■ TEXT EXTRACT
The prime ministers of Hungary and neighboring Slovakia scheduled talks Wednesday at the Hungarian-Slovak border to discuss their countries' biggest diplomatic crisis in years. The talks follow Slovakia's introduction of a controversial language law that Hungary says discriminates against one-half-million ethnic Hungarians in that country. The European Parliament has offered to mediate in the conflict.

Hungarian Prime Minister Gordon Bajnai and his Slovak counterpart Robert Fico are trying to overcome a war of words between the two European Union nations.

Budapest is furious that Bratislava introduced a language law on September 1 that it says discriminates against more than one-half-million ethnic Hungarians living in that country.

Under the new law, anyone speaking a language other than Slovak in the public service sector in several municipalities can be fined more than $7,000. The law is to be enforced in areas of Slovakia where less than 20 percent of the population belongs to an ethnic minority.

Budapest claims Bratislava is focusing especially on the country's Hungarian minority, which comprises just 10 percent of Slovakia's total population. Slovakia's government has strongly denied these charges.   

Recently elected European Parliament President Jerzy Buzek says he is prepared to mediate in the dispute, but admits his legal options are limited.

■ SUPPLIED DATA

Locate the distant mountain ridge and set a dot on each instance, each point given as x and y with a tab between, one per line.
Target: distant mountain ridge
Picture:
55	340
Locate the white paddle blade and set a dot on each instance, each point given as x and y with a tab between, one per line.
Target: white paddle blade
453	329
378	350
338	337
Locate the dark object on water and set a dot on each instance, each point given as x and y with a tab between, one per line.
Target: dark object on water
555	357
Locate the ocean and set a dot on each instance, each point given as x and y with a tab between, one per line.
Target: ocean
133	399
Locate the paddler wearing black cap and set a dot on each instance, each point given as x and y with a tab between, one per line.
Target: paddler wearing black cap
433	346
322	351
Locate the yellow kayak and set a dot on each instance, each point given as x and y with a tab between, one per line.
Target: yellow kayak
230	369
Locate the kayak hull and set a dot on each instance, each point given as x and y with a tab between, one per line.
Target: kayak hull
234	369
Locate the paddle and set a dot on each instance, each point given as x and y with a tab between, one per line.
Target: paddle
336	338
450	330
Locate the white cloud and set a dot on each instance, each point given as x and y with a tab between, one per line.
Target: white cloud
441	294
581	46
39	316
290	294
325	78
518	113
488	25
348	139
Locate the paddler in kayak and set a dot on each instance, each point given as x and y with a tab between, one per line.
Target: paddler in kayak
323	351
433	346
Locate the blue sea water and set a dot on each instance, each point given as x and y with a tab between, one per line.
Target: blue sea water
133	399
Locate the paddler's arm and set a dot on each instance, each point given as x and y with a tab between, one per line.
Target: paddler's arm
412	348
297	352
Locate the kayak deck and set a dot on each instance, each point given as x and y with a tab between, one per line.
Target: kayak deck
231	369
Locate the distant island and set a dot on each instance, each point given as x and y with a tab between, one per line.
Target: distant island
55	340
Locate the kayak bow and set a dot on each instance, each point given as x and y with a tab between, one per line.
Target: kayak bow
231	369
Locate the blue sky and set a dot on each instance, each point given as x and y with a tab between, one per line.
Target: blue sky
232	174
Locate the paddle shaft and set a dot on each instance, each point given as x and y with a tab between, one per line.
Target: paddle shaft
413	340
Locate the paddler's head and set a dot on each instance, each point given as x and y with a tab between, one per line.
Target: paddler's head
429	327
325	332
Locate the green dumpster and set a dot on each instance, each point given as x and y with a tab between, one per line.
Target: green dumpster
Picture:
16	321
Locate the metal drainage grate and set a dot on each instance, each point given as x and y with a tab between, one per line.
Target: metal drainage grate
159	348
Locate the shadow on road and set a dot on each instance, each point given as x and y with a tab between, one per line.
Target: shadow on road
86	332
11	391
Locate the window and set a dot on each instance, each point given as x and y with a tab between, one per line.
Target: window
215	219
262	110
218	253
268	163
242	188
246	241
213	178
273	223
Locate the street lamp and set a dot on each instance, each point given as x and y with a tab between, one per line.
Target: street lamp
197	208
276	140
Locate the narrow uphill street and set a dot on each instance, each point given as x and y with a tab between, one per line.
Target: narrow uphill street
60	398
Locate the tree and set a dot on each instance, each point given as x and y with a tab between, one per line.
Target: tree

■ WHAT YOU WILL DO
a) Quote the language-law report word for word, starting with "Under the new" and going on through "an ethnic minority.".
b) Name every person the language-law report mentions by name.
The data are not required for this exercise.

■ THE RESULTS
a)
Under the new law, anyone speaking a language other than Slovak in the public service sector in several municipalities can be fined more than $7,000. The law is to be enforced in areas of Slovakia where less than 20 percent of the population belongs to an ethnic minority.

b)
Gordon Bajnai
Robert Fico
Jerzy Buzek